WHAT THE TASK REQUIRES: Retype every line of the data, keeping each word exactly.

[Records excerpted from a collection]
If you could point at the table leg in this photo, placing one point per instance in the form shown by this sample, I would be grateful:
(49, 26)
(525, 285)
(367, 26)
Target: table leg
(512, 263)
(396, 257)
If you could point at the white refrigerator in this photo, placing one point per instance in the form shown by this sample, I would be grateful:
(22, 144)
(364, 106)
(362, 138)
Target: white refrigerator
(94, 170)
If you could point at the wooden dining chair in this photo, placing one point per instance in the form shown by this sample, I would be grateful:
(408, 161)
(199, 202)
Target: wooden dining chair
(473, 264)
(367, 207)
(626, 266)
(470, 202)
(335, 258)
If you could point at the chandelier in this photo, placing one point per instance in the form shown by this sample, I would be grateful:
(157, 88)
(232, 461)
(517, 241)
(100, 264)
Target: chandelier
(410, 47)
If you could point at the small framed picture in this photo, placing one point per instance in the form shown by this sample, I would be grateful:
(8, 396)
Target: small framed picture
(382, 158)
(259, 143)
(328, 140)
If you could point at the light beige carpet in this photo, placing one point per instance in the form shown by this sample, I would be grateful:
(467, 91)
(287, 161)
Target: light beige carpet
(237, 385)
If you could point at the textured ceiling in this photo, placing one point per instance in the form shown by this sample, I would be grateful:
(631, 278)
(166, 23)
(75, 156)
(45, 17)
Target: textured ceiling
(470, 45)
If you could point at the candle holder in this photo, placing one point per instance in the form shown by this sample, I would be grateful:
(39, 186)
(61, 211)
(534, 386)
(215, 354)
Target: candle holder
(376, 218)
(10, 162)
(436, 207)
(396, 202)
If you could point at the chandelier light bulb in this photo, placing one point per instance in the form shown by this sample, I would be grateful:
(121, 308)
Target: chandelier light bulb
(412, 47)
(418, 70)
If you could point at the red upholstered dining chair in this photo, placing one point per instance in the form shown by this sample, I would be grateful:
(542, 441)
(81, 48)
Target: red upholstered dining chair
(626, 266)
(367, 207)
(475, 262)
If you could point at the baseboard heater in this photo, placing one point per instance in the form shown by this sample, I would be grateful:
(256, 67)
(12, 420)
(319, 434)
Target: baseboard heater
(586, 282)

TASK RESULT:
If you could point at the table leg in this photo, placing one point per instance in the form shown by this sample, I would be grateful:
(49, 26)
(525, 285)
(367, 26)
Target: table leg
(512, 263)
(396, 257)
If you could point at the white refrigerator in this photo, placing one point per instance in the form shown by this sample, I would be grateful:
(22, 144)
(364, 106)
(362, 138)
Target: white refrigerator
(94, 170)
If you could point at the wooden dining chair in this photo, placing one point per instance in the form shown by this sample, I would be grateful:
(408, 161)
(199, 202)
Target: wooden dining chair
(473, 264)
(367, 207)
(626, 266)
(470, 202)
(335, 258)
If you could point at the chandelier in this photo, placing one point per instance in the form shown by this sample, I would be grateful:
(157, 88)
(232, 461)
(517, 241)
(100, 264)
Target: chandelier
(410, 47)
If you could point at the small framed picture in this photo, placing one point per instance in the form shown by this sample, I would be grateful:
(8, 396)
Target: small framed picture
(382, 158)
(259, 143)
(328, 140)
If you could point at the light beige carpet in this photo, placing one point per instance in the form shown by this sample, I would be grateful:
(467, 91)
(287, 161)
Target: light beige carpet
(237, 385)
If you could point at the textured ceiling in this photo, placing one point per instance in the form shown by this sample, I would be grateful:
(631, 278)
(166, 23)
(75, 156)
(45, 17)
Target: textured ceiling
(470, 45)
If you could point at the candle holder in this photo, placing one point per instance in the form shown by this sample, I would be grateful:
(39, 186)
(61, 211)
(534, 386)
(215, 354)
Target: candle holder
(376, 218)
(10, 162)
(436, 207)
(396, 202)
If you could point at the chandelier light bulb in this photo, placing one point per instance in the form shown by this sample, I would be grateful:
(121, 308)
Target: chandelier light bulb
(412, 47)
(418, 70)
If you could point at the red upholstered dining chair in this photo, placing one point per instance in the form shown by this sample, I would be grateful:
(542, 441)
(81, 48)
Target: red upholstered dining chair
(626, 266)
(367, 207)
(475, 262)
If you could point at the baseboard heater in this photo, placing one point per instance in the form shown by this sample, I would be grateful:
(256, 67)
(12, 420)
(319, 434)
Target: baseboard heater
(586, 282)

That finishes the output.